Records: Begin

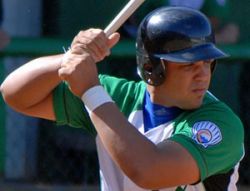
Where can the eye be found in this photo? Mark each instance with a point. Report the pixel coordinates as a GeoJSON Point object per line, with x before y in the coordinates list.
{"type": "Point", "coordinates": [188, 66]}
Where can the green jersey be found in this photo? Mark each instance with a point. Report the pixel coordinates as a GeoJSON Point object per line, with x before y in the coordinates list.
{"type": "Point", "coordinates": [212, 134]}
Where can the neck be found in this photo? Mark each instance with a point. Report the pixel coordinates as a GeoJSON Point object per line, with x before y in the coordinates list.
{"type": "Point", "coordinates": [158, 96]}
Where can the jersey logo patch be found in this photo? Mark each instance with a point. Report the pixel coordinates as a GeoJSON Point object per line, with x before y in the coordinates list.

Records: End
Records: Begin

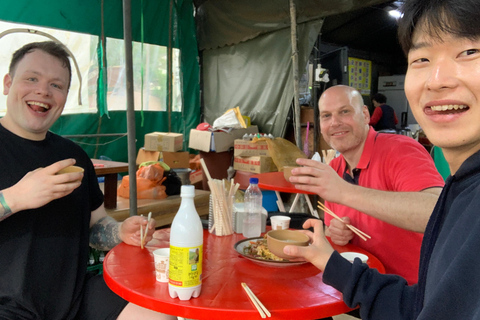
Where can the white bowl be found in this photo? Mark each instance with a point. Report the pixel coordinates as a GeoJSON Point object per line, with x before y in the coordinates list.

Records: End

■ **What to produce**
Each line in the entries above, starting at the line with "Where can the eye" and ending at the line with "Where can the jersey", is to be printed exactly, and only those lines.

■ **Written response**
Where can the eye be found in this photo? Mark each instance with a point. Report the pixel coordinates as a GeoJSON Point object per line, with x before y in the coordinates list.
{"type": "Point", "coordinates": [188, 66]}
Where can the green jersey be found in this photo? Mark each instance with a point. Report the pixel coordinates as a GeoJSON Point object per line, with x before y in the coordinates list.
{"type": "Point", "coordinates": [212, 134]}
Where can the neck be found in this photo? Mark each instance with a point. Report the pixel coordinates as a GeoJSON Point object per line, with x before y in the coordinates list.
{"type": "Point", "coordinates": [158, 96]}
Where can the jersey logo patch be found in this photo? Mark each instance with a point. Report the pixel coordinates as a GeoJSON Point object per line, with x before y in the coordinates list.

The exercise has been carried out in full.